BRIEF:
Reproduce the material below in full, substituting "disconnected" for each occurrence of "separate" and leaving everything else unchanged.

GIVEN DATA:
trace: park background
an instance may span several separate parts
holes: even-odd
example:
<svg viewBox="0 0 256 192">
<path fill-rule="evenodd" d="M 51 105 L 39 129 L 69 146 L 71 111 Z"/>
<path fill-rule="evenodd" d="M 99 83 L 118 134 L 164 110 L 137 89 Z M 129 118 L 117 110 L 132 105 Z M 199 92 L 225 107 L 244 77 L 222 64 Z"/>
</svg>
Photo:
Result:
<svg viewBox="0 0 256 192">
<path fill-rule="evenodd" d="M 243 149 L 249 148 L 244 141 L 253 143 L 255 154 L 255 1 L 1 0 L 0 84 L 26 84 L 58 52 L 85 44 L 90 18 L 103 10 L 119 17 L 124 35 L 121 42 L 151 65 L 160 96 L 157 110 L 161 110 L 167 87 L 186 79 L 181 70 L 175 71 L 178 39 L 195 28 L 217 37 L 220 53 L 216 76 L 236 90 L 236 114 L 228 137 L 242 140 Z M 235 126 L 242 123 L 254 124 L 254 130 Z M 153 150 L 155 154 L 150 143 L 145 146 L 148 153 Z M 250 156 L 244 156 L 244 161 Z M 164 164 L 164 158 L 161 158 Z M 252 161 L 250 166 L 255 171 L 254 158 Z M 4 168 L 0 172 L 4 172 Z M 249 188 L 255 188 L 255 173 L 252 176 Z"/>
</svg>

FULL RESPONSE:
trace: park background
an instance may span several disconnected parts
holes: even-odd
example:
<svg viewBox="0 0 256 192">
<path fill-rule="evenodd" d="M 51 105 L 39 129 L 69 146 L 71 111 Z"/>
<path fill-rule="evenodd" d="M 99 83 L 118 134 L 164 110 L 137 89 Z M 129 118 L 117 110 L 132 105 Z M 199 92 L 225 107 L 244 77 L 222 64 Z"/>
</svg>
Photo:
Result:
<svg viewBox="0 0 256 192">
<path fill-rule="evenodd" d="M 243 149 L 249 148 L 244 141 L 253 143 L 255 154 L 255 1 L 1 0 L 0 84 L 26 84 L 58 52 L 85 44 L 90 18 L 103 10 L 119 17 L 124 35 L 121 42 L 151 65 L 160 96 L 157 110 L 161 110 L 167 87 L 186 79 L 181 70 L 175 71 L 178 39 L 195 28 L 217 37 L 220 53 L 216 76 L 236 90 L 236 114 L 228 137 L 242 140 Z M 235 126 L 242 123 L 254 124 L 254 130 Z M 153 150 L 155 154 L 150 143 L 145 146 L 148 153 Z M 250 156 L 244 156 L 244 161 Z M 164 164 L 164 158 L 161 158 Z M 252 161 L 250 166 L 255 171 L 254 158 Z M 4 168 L 0 172 L 4 172 Z M 249 188 L 255 188 L 255 173 L 252 176 Z"/>
</svg>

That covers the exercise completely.